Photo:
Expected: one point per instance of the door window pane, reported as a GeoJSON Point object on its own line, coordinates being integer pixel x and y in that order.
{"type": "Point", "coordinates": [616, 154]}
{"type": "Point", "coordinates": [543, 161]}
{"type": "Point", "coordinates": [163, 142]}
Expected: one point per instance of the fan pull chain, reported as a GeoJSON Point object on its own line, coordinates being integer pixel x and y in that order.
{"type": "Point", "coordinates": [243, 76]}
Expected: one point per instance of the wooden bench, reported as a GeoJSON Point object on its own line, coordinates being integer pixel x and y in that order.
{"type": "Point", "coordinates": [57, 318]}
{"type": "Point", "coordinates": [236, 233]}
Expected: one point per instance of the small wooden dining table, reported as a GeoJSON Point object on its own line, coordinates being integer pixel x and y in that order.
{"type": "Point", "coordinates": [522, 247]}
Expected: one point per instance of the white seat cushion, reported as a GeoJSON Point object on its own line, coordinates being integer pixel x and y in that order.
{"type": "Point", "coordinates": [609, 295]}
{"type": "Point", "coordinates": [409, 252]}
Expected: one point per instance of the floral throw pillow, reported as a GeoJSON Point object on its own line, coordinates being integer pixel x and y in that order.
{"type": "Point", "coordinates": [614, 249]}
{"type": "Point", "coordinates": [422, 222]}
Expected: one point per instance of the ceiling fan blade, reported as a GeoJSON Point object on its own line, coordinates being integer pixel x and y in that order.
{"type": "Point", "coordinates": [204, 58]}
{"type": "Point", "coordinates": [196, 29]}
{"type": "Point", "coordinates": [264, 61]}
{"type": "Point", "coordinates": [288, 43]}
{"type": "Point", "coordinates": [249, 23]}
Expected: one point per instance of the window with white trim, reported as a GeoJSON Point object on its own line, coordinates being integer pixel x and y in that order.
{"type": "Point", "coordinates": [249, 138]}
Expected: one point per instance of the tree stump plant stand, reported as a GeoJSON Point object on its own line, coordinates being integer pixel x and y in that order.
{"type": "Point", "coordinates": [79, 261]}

============

Rescale the part of the listing that opens with the line containing "Expected: one point per instance of the ceiling" and runs through the end of the listing. Reproduce every line in that span, changing only the point coordinates, each multiplied by 2.55 and rounded to a whole number with halves rounded up.

Expected: one point per instance of the ceiling fan blade, reported as a GeoJSON Point object on its own line, coordinates being integer pixel x and y in that order.
{"type": "Point", "coordinates": [520, 148]}
{"type": "Point", "coordinates": [500, 74]}
{"type": "Point", "coordinates": [673, 156]}
{"type": "Point", "coordinates": [734, 110]}
{"type": "Point", "coordinates": [635, 59]}
Expected: one point per instance of the window with white trim, reported as a GeoJSON Point object on its own line, coordinates being integer pixel x and y in that order.
{"type": "Point", "coordinates": [635, 352]}
Expected: one point per instance of the tree stump plant stand, reported as a GeoJSON Point object on its own line, coordinates being integer pixel x and y in that order.
{"type": "Point", "coordinates": [201, 666]}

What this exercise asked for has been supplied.